-- START OF DATA SHOWN --
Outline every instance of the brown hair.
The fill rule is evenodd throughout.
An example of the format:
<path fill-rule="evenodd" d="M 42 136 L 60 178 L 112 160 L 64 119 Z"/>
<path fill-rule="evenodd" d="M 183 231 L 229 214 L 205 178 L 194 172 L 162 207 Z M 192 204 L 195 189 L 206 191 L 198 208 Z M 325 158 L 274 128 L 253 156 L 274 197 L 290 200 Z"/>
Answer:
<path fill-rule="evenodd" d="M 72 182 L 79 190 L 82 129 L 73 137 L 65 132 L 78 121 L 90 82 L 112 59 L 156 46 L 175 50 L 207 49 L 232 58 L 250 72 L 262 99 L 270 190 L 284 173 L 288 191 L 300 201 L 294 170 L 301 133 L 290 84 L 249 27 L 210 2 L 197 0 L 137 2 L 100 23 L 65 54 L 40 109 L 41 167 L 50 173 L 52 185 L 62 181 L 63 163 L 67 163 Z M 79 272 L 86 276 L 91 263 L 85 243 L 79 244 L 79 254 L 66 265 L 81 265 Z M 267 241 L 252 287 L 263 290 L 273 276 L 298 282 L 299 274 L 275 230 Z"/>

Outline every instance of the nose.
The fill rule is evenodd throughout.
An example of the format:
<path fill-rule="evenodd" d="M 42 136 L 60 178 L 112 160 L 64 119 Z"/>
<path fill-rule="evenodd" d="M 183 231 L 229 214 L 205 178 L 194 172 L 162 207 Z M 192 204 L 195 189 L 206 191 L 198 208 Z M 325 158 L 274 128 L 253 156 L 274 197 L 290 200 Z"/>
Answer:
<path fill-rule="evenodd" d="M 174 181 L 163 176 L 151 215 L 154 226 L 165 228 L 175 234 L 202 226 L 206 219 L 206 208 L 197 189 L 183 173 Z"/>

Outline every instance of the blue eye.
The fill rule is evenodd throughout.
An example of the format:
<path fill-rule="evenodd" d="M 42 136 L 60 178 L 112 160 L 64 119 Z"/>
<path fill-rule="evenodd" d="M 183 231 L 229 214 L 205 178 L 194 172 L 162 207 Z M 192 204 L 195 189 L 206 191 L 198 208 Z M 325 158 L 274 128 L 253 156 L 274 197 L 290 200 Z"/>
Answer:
-- END OF DATA SHOWN --
Scale the material starting at the line containing "Outline every instance of the nose." and ending at the line containing "174 181 L 163", writing all those lines out again with their requests, and multiply every coordinate in the answers by 1.45, rounding to whole numbers with halves rounded up. Leave the coordinates in the format samples unchanged.

Outline every instance of the nose.
The fill rule is evenodd throughout.
An example of the format:
<path fill-rule="evenodd" d="M 42 136 L 60 178 L 112 160 L 64 119 Z"/>
<path fill-rule="evenodd" d="M 183 231 L 229 214 L 205 178 L 194 172 L 162 207 Z M 192 204 L 195 189 L 206 191 L 198 208 Z M 325 158 L 274 128 L 253 156 L 274 197 L 290 200 Z"/>
Answer:
<path fill-rule="evenodd" d="M 252 262 L 236 255 L 219 312 L 223 328 L 239 331 L 254 339 L 293 328 L 299 318 L 299 302 L 286 274 L 265 251 Z"/>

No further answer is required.